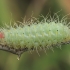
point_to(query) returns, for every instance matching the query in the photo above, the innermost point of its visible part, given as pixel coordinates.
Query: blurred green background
(20, 10)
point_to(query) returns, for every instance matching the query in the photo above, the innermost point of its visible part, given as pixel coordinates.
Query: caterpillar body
(35, 36)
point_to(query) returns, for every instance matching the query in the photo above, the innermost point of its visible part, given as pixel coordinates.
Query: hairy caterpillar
(35, 36)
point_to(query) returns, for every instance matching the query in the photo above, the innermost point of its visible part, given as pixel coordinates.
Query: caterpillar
(34, 36)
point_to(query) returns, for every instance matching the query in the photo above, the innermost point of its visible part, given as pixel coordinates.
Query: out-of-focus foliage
(57, 60)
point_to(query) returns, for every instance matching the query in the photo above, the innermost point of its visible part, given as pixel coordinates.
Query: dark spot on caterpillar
(57, 30)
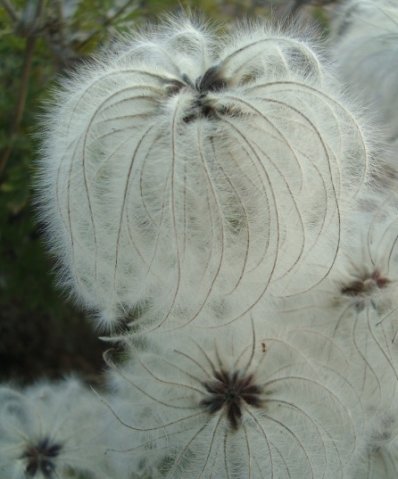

----------

Your assignment —
Set down all the entries exactly as they appear, but skip any pictures.

Answer below —
point_to(query) returns, for every instance matching the query in the photo above, the innermost point of its visible part, given as pixel coordinates.
Query: blurred green background
(20, 10)
point_to(query) returns, for every instance matching the query in the photo above, the innermost point of its visible part, given as pixel coordinates.
Query: caterpillar body
(35, 36)
point_to(query) returns, for every instance matching the query in the photo above, the innermost point of its visible part, given as pixel coordinates.
Query: hairy caterpillar
(35, 36)
point_to(query) returns, for every instance matching the query in the photo above, the innermost point of its visible part, given as pixel coordinates.
Query: caterpillar
(34, 36)
point_to(query) returns, for every instance matching the query in the photo above, the innermost point of its visible part, given as pixel coordinates.
Query: out-of-focus foliage
(57, 60)
point_to(query) returns, for every instance matching the query in the photo above, the innermost point of its visible part, given as pixel coordinates.
Query: dark spot on caterpillar
(57, 30)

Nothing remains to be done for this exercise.